──────── Given records ────────

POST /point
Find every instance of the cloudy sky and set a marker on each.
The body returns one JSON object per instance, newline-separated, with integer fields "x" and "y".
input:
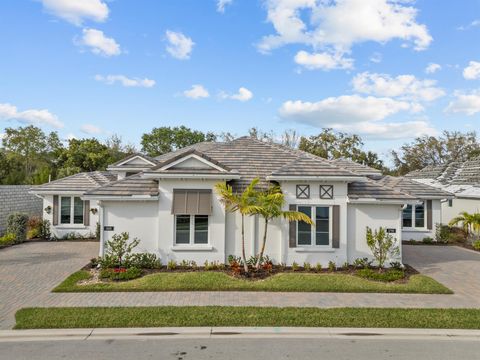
{"x": 387, "y": 70}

────────

Edit the rows above so that "cloudy sky" becomes "overcast sky" and nothing else changes. Leave the pictures out of your output.

**Worked answer:**
POST /point
Find every instance of the overcast sky and set a marker on each.
The body returns one JSON object per instance, newline-separated, with integer fields "x" and "y".
input:
{"x": 387, "y": 70}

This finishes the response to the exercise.